[Region segmentation data]
----
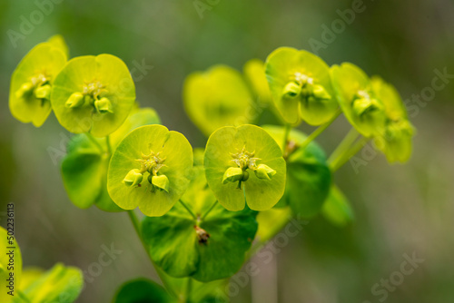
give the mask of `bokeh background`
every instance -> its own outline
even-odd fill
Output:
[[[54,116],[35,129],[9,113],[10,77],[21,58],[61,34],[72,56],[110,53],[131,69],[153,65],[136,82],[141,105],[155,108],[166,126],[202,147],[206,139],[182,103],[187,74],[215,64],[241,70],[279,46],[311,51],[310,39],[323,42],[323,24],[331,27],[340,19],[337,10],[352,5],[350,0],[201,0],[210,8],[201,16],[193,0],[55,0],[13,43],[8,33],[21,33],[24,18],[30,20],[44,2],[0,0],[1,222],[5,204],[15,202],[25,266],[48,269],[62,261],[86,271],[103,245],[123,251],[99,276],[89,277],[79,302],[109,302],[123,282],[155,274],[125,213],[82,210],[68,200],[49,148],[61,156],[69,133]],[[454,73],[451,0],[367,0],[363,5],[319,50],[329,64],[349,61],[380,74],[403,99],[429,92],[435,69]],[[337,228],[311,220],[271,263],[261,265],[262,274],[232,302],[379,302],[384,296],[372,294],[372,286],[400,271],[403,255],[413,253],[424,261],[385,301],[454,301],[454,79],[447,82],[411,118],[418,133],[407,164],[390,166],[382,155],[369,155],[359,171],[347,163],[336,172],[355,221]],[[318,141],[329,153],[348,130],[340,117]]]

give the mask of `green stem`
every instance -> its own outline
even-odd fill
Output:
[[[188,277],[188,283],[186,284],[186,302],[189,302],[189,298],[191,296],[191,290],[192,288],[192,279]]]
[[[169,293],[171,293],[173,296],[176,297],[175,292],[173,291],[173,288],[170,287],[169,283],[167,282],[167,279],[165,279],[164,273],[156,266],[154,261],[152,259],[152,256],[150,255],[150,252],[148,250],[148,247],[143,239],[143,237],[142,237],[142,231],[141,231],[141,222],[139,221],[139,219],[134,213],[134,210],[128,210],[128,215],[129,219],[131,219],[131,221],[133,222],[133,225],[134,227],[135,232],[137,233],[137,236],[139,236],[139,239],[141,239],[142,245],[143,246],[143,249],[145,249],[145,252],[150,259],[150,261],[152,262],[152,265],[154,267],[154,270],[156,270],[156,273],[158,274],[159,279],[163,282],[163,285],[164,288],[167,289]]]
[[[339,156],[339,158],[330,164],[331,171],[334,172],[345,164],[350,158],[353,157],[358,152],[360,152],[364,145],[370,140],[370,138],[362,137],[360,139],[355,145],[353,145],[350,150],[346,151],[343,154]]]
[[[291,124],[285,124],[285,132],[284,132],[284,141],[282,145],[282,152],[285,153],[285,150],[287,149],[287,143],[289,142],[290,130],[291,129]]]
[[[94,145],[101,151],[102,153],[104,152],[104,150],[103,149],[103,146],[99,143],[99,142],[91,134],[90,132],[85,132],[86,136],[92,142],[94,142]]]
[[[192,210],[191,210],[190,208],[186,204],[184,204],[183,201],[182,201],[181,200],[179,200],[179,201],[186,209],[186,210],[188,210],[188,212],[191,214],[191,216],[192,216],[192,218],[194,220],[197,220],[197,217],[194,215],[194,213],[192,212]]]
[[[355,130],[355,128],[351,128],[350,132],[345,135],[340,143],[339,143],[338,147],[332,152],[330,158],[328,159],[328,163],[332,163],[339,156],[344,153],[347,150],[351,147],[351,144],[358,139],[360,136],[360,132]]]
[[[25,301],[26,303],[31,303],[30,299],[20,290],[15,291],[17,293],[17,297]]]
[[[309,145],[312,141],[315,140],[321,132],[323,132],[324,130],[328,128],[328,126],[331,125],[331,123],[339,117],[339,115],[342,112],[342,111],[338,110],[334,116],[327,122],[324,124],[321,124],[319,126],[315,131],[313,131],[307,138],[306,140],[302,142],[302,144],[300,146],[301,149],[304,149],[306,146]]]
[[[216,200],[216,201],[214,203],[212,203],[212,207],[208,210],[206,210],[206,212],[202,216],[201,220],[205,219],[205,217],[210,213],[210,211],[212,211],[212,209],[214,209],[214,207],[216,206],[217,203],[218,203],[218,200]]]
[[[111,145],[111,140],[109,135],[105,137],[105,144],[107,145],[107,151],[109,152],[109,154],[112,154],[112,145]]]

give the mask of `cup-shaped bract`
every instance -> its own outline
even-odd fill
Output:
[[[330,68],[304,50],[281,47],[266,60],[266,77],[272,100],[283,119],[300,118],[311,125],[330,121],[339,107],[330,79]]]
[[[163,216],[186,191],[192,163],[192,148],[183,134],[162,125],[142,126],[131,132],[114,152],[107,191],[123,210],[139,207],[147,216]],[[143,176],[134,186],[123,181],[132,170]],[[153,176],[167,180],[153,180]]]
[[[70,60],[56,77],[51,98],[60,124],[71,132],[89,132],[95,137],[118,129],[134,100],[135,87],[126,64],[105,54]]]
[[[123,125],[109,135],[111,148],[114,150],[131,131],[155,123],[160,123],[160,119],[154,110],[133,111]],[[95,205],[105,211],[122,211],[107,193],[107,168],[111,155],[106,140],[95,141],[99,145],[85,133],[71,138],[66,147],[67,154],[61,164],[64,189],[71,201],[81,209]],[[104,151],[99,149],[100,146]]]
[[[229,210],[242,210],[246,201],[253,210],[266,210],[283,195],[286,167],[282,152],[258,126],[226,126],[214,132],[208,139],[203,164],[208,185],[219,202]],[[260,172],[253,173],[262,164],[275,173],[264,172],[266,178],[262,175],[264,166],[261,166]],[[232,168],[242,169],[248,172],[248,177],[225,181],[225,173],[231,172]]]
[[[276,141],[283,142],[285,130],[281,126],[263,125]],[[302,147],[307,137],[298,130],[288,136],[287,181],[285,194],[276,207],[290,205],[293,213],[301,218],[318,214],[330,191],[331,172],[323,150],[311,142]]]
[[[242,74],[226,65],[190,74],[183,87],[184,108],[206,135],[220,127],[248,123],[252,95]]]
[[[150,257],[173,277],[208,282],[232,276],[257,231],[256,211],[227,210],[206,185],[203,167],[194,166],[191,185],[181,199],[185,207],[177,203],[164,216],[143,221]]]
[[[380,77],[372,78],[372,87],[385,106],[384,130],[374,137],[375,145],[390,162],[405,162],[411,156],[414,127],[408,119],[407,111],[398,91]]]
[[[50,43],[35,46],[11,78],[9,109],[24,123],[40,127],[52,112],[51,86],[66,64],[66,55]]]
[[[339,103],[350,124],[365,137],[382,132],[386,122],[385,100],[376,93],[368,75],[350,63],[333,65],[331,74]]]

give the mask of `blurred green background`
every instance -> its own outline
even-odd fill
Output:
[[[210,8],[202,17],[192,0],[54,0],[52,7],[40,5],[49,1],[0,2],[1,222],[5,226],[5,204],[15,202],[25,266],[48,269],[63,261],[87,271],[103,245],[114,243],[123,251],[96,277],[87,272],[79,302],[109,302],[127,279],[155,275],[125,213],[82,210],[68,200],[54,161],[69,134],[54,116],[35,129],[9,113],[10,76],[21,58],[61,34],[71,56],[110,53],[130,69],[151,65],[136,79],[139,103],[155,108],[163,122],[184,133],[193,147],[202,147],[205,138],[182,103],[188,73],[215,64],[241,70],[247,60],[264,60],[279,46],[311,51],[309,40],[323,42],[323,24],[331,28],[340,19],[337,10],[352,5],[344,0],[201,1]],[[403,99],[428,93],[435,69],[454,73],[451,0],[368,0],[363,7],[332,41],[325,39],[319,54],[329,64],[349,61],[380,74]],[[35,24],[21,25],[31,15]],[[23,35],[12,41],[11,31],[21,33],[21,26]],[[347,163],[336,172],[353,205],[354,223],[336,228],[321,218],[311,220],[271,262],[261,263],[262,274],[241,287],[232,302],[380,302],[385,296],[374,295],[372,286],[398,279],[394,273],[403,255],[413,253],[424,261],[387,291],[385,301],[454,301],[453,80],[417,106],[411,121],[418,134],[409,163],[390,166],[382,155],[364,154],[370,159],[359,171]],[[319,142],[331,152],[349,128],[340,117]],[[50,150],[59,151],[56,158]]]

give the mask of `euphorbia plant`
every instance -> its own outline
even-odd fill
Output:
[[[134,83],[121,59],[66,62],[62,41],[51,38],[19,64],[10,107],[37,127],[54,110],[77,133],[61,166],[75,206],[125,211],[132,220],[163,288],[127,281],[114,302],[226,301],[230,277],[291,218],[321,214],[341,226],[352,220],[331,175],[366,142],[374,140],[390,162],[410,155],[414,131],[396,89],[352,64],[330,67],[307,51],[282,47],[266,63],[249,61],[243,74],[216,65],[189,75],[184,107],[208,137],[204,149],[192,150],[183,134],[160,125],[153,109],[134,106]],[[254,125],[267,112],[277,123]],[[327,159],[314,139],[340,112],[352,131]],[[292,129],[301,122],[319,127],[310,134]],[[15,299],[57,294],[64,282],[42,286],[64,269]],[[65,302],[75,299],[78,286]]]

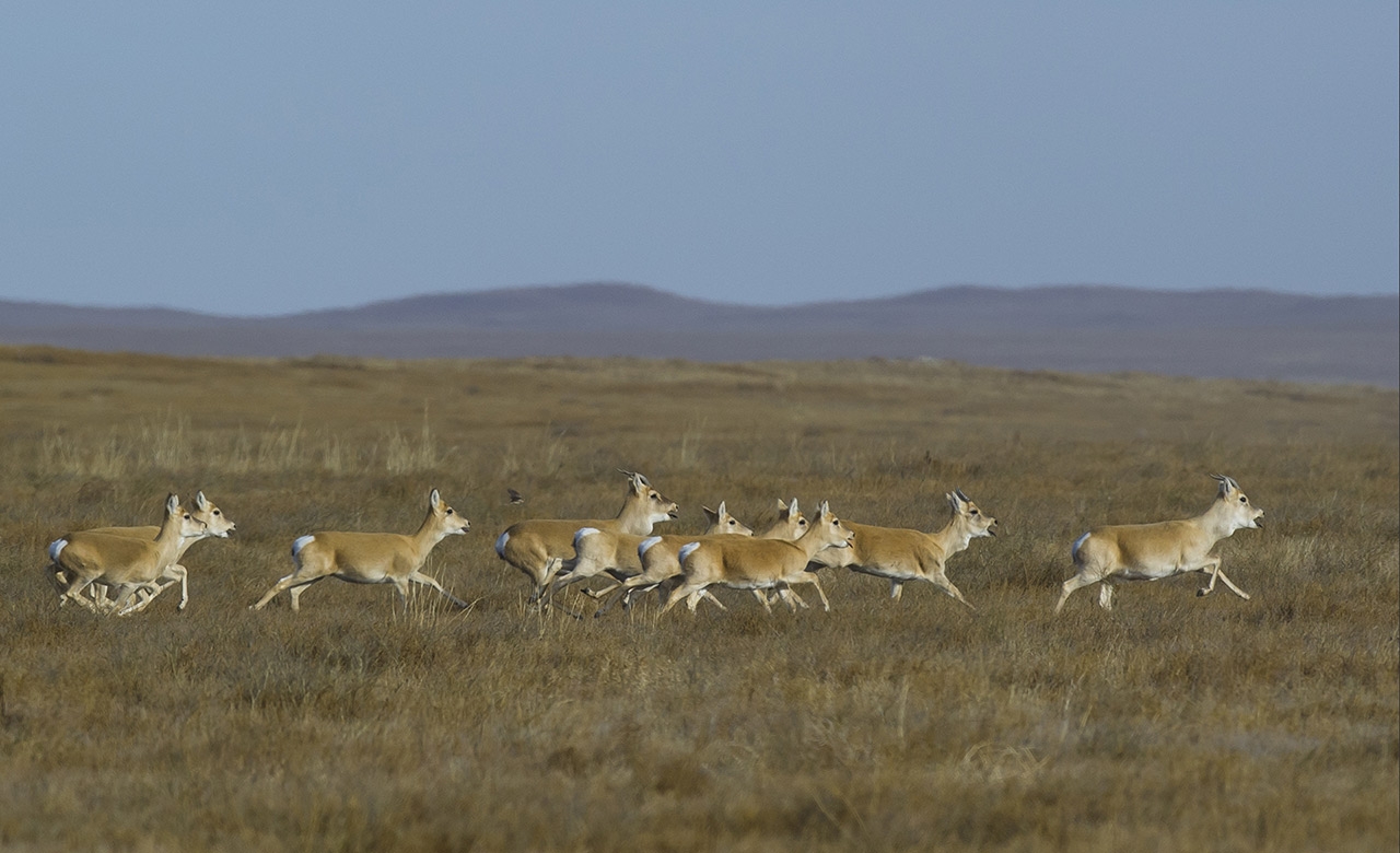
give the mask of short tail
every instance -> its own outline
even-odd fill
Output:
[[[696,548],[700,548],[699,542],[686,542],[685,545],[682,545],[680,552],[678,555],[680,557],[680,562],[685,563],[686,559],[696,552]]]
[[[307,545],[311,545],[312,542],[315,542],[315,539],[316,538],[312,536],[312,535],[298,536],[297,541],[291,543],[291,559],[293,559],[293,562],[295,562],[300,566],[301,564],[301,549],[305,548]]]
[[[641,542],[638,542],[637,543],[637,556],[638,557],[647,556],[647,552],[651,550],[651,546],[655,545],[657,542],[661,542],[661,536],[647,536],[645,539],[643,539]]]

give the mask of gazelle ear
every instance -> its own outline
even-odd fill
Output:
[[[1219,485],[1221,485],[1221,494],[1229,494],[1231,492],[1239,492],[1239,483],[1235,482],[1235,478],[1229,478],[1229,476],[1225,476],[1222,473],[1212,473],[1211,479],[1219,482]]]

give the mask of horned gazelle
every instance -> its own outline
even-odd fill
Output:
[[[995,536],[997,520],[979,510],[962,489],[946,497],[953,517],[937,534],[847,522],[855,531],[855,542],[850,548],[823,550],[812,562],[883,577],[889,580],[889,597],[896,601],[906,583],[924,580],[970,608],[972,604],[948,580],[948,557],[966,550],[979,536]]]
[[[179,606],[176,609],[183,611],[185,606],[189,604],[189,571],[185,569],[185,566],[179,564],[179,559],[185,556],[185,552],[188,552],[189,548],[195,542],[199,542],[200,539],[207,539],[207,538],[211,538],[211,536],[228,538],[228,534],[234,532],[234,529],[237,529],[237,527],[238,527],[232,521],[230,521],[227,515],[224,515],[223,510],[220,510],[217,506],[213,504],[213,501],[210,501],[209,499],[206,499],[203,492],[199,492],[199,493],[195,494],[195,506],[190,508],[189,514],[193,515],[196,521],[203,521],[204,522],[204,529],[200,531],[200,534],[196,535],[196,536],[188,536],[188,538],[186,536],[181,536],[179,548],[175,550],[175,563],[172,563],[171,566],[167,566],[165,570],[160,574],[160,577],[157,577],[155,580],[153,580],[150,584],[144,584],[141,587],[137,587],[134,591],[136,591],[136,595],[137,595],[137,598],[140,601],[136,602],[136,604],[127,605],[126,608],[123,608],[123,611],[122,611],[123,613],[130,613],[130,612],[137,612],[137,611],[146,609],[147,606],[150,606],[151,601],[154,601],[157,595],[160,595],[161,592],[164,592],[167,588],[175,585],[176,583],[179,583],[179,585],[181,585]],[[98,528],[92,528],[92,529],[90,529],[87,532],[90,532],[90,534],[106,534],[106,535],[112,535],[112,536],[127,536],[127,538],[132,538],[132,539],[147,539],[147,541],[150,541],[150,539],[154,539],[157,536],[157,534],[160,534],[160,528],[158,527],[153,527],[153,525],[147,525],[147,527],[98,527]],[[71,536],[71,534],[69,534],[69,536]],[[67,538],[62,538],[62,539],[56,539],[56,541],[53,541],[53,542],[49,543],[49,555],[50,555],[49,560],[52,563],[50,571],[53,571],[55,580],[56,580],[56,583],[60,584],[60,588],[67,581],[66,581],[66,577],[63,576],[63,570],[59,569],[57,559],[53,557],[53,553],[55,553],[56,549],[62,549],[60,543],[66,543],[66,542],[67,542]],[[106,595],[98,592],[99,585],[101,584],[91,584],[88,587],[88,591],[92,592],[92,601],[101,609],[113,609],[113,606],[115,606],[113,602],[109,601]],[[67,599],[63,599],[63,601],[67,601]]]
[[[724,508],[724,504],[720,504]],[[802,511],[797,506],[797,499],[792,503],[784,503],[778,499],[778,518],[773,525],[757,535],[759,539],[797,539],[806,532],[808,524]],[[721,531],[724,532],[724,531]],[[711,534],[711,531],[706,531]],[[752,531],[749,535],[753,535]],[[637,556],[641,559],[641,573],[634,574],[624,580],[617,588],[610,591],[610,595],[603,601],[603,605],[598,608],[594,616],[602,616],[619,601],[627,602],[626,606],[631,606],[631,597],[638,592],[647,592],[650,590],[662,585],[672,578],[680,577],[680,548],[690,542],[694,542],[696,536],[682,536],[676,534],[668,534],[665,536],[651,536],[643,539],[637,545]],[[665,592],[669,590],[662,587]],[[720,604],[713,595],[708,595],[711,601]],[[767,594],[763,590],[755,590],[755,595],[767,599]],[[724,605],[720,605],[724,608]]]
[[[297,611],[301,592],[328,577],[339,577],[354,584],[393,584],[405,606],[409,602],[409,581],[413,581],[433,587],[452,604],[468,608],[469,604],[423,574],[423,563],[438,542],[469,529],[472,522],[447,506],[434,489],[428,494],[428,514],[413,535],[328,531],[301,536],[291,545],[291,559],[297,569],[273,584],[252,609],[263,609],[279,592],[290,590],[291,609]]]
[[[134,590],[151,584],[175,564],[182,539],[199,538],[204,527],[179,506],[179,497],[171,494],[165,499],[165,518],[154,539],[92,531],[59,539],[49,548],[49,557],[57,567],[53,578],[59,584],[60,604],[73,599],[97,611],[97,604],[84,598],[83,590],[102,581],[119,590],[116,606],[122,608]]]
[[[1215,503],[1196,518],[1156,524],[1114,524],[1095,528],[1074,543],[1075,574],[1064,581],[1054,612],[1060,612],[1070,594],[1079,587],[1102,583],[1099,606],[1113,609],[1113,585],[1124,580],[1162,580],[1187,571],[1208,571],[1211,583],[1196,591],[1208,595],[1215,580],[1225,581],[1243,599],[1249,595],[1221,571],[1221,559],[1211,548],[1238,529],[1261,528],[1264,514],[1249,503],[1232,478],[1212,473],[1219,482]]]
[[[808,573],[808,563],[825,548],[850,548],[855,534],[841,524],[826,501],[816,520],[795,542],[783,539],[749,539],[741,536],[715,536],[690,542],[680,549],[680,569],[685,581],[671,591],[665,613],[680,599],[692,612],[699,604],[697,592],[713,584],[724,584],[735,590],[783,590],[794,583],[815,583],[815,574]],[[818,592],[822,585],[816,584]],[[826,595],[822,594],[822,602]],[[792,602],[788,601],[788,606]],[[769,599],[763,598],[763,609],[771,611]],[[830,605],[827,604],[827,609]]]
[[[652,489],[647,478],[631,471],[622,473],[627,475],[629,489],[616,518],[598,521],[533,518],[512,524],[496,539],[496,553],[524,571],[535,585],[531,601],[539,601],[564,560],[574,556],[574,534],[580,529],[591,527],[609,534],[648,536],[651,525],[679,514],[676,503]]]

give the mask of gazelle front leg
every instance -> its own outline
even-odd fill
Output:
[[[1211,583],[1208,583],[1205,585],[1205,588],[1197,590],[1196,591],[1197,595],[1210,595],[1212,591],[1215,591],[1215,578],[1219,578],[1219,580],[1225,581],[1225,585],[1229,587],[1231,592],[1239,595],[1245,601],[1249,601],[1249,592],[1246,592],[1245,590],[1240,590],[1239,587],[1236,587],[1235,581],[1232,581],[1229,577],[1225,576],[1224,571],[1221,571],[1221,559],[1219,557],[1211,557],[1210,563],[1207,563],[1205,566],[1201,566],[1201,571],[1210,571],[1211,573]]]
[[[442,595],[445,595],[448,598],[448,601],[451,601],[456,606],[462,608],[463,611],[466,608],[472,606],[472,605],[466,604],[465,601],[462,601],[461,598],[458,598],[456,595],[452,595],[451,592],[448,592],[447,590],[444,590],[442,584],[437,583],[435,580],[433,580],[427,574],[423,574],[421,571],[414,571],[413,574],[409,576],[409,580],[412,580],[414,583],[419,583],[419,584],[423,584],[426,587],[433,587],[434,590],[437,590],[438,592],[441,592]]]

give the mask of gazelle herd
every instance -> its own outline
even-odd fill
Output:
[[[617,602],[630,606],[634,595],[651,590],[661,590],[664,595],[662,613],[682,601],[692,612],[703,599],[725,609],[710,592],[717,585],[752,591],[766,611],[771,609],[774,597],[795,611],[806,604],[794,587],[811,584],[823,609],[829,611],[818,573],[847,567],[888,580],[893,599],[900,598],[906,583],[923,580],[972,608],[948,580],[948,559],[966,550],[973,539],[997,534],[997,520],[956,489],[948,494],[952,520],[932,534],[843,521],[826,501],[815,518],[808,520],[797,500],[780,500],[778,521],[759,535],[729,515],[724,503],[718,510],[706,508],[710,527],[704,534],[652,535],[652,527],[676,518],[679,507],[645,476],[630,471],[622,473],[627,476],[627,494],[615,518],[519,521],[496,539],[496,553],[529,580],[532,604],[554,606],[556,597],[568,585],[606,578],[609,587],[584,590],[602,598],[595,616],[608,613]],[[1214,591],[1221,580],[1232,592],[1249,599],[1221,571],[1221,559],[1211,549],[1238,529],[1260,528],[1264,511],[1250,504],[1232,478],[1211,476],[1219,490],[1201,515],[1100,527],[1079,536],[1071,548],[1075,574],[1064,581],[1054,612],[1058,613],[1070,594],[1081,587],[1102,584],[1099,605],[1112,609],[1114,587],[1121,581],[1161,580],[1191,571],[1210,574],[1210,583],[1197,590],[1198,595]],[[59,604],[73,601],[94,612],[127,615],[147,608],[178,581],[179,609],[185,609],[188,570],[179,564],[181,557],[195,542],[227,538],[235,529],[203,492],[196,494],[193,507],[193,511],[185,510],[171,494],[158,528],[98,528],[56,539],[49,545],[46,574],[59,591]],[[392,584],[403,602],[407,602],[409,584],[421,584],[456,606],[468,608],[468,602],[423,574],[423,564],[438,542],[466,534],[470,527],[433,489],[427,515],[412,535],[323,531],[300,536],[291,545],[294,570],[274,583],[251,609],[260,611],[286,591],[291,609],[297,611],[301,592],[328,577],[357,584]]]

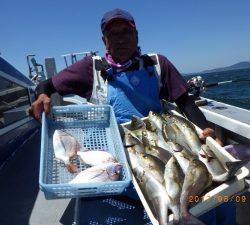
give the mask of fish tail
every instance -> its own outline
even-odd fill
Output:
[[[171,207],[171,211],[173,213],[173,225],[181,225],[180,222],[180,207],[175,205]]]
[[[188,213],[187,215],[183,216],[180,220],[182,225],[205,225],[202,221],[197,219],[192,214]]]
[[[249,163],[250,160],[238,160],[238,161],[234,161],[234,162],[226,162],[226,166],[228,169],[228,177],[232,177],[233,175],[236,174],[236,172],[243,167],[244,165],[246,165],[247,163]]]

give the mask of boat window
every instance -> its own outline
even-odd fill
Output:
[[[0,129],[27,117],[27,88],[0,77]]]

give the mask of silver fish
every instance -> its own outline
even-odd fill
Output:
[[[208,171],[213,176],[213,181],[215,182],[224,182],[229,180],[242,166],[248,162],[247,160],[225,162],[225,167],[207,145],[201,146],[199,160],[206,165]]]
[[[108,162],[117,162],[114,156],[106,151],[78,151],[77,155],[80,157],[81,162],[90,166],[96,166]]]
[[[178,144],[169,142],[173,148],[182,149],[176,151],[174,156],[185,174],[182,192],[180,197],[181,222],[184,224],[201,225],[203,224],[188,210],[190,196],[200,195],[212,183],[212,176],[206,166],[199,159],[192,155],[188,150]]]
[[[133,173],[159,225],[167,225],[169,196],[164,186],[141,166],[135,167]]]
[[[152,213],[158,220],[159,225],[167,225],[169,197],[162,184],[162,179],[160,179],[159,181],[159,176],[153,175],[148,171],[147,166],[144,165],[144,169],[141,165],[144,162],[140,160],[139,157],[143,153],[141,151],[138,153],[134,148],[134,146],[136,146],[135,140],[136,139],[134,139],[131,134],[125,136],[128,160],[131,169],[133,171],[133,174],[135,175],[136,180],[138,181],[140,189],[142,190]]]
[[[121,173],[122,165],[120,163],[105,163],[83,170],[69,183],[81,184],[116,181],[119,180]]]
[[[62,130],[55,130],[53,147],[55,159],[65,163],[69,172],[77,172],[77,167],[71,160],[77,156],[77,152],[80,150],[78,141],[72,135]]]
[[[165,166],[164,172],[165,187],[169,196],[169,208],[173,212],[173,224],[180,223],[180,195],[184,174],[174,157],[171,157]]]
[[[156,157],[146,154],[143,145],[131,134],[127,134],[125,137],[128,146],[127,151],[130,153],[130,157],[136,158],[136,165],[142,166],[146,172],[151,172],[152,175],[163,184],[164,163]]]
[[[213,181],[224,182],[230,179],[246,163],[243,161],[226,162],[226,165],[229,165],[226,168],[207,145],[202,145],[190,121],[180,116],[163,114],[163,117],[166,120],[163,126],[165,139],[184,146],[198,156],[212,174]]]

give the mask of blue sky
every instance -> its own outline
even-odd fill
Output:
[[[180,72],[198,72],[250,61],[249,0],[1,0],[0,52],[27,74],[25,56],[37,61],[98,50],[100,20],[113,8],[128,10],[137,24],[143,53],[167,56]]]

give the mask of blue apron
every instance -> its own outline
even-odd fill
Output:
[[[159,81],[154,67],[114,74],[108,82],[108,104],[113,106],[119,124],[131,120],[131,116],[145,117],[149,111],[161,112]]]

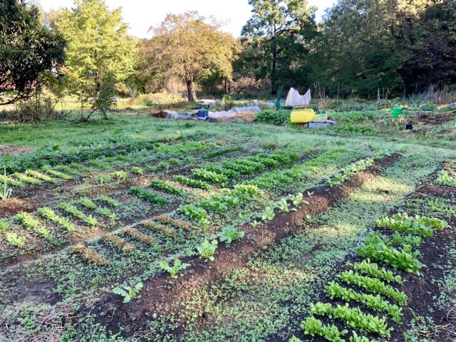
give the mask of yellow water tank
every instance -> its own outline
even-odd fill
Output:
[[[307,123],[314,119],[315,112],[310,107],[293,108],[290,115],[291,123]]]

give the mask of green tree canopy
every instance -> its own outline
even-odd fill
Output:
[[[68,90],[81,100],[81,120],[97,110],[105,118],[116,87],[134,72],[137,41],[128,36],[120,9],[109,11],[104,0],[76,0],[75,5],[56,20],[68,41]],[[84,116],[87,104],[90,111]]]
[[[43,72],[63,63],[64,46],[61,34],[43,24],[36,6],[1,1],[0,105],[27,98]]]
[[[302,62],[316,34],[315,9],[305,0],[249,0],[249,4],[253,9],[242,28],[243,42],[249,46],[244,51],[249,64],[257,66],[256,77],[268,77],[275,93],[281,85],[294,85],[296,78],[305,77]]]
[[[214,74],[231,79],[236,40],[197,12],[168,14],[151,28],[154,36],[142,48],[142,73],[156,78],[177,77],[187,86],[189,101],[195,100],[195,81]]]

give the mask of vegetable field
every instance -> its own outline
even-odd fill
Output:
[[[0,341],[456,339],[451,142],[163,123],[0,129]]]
----
• [Aim of the exercise] Begin at the line in the listing that has "give the mask of fish tail" and stop after the line that has "[[[0,129],[27,117],[27,88],[0,77]]]". Rewrite only those lines, changing "boat window" to "cabin window" and keeping everything else the same.

• [Reply]
give the mask of fish tail
every instance -> its own outline
even-odd fill
Output:
[[[171,207],[171,211],[173,213],[173,225],[181,225],[180,222],[180,207],[175,205]]]
[[[188,213],[187,215],[183,216],[180,220],[182,225],[205,225],[202,221],[197,219],[192,214]]]
[[[249,163],[250,160],[238,160],[238,161],[234,161],[234,162],[226,162],[226,166],[228,169],[228,177],[232,177],[233,175],[236,174],[236,172],[243,167],[244,165],[246,165],[247,163]]]

give the mask of cabin window
every instance -> its own outline
even-odd fill
Output:
[[[0,129],[27,117],[27,88],[0,77]]]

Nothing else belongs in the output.